▶ _TEXT PASSAGE_
Start of Block

Yesterday, I started a mindfulness class. It’s a free eight week course designed to be an introduction to the core techniques and is provided my the Wellbeing service where I live. I signed up back in November and got a place in January so didn’t have to wait too long. I found the class a wonderful experience and can’t wait to learn more next week.

So, what’s this mindfulness thing all about?

In brief, mindfulness is all about becoming more aware of the present moment focusing on the here and now rather than the past or the future. It’s been scientifically proven to help our mental wellbeing, as long as you practise it regularly. If you want to read more about mindfulness and the benefits, click here to be taken to current NHS information and guidance: https://www.nhs.uk/conditions/stress-anxiety-depression/mindfulness/

In the class, we did a variety of meditations and techniques including what I shall call ‘the grape experience’. We were given one single grape each and asked to hold in our hand. We were then guided to experience it as though we had never seen a grape before using our 5 senses. So, we looked at it, from all angles, felt it (the skin, the temperature, the texture etc) smelt it (both in our hand and later in our mouths), explored it in our mouths (by rolling it around, testing it with our teeth etc) and then eventually bit into it and experienced taste and heard the sound it made as we chewed.

End of Block

[Dataset items]
Start of Block

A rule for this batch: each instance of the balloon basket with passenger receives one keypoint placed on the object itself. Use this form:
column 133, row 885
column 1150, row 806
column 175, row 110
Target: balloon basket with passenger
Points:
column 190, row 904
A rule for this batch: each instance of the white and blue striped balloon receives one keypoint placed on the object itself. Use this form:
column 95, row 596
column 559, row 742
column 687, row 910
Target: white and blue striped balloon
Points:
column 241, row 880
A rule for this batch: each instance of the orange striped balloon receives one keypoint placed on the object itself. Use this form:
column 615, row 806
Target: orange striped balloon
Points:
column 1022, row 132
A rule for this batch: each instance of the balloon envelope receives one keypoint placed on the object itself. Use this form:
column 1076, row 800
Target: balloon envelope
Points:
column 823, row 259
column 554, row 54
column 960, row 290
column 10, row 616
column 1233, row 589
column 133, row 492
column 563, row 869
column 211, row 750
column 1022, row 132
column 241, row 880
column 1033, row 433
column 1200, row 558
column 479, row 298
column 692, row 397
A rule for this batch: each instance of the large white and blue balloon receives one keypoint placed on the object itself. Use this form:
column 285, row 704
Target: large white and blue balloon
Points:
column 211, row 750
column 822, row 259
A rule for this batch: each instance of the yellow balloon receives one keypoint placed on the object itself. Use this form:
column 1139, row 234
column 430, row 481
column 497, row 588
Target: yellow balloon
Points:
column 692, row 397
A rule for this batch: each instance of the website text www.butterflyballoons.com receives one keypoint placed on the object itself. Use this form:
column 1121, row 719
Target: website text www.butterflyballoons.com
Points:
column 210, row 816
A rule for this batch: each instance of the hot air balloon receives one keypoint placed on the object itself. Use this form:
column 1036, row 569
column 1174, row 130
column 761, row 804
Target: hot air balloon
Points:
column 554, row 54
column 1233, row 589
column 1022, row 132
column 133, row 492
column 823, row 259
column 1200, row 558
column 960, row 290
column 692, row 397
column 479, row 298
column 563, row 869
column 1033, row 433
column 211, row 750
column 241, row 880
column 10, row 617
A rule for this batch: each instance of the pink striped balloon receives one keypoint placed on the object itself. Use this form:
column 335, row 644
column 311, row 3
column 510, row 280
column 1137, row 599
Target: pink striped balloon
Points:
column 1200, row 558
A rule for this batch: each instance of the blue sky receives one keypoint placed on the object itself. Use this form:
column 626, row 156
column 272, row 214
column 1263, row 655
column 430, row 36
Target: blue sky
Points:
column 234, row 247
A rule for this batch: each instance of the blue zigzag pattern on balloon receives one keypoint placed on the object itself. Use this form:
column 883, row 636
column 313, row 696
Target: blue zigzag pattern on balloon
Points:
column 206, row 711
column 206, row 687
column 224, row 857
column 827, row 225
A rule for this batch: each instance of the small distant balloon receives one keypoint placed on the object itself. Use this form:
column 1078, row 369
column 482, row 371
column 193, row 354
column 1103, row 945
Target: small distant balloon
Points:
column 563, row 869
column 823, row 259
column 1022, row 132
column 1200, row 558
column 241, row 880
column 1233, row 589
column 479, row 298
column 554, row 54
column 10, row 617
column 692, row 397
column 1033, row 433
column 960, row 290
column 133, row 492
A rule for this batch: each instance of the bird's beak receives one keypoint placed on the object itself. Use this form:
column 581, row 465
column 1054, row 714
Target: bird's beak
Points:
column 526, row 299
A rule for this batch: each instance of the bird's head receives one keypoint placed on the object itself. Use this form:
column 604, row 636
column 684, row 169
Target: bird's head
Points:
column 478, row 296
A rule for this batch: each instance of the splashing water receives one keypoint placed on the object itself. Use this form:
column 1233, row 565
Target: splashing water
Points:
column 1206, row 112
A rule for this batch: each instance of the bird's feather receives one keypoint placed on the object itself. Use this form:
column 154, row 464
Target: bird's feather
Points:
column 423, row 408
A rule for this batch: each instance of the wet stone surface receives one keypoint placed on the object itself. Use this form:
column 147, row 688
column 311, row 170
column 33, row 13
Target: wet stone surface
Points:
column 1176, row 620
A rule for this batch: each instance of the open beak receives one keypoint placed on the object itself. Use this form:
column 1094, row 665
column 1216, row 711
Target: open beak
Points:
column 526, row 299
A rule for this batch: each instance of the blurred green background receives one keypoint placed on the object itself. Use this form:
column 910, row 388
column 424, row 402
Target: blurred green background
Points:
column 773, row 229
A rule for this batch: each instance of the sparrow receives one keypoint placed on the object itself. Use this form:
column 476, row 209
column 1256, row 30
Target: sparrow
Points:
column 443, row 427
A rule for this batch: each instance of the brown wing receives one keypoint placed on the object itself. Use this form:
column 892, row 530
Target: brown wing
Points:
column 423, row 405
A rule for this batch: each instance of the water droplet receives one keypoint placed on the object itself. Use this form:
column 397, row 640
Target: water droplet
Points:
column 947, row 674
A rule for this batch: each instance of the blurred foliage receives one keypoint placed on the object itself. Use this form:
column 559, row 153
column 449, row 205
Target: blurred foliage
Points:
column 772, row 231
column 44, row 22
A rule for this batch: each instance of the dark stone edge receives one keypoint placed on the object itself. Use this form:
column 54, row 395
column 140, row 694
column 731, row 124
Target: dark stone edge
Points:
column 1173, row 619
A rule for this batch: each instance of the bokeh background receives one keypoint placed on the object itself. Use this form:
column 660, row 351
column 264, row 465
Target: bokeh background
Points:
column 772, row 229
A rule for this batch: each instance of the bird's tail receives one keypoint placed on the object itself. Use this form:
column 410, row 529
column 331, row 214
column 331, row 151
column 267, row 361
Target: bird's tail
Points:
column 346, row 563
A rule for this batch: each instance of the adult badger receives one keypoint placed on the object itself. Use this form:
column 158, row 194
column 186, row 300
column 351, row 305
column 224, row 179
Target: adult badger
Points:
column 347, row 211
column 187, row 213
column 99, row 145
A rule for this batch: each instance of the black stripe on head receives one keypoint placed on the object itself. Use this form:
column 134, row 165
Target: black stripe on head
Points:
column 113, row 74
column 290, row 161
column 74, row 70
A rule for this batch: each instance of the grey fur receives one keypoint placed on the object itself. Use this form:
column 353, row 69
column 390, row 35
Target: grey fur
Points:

End of Block

▶ _WHAT YOU NEED TO DO_
Continue the post about the first mindfulness class, picking up after its last sentence.

▶ _EXPECTED OUTPUT_
Now, you might be thinking, who’s got time to eat like that every day, or, alternatively, you could be questioning, quite rightly, what on earth grapes have to do with ironing. But, bear with me! Techniques like this, a simple example of mindful eating, show us how much we take for granted in our every day lives and all of the wonderful experiences we actually have and rarely savour. I, for one, am one of those people who regularly eat at the speed of lightening, whilst thinking about all of the other tasks I need to get done before my husband gets home from work.

Talking of tasks, one of today’s, which I seem to keep putting off, is the big pile of ironing currently residing in a basket in my spare room. I see it every time I go in there and my first thought ranges from ‘I really must get that ironing done soon’ to ‘arggghh, I’m such a domestic slattern’. So, thinking about what I’d learnt in yesterday’s class, I set about doing MINDFUL IRONING!!!

So, using my knowledge about mindfulness, limited so far to two hours of work and experience, here’s a summary of some of what I did in order to be more present:

  • listened to the sounds of the tap filling the little reservoir in the iron and watched it fill.
  • felt the different textures and temperatures of the materials which make up the ironing board and focused on the weight and strength required for the task of erecting the board on my kitchen floor.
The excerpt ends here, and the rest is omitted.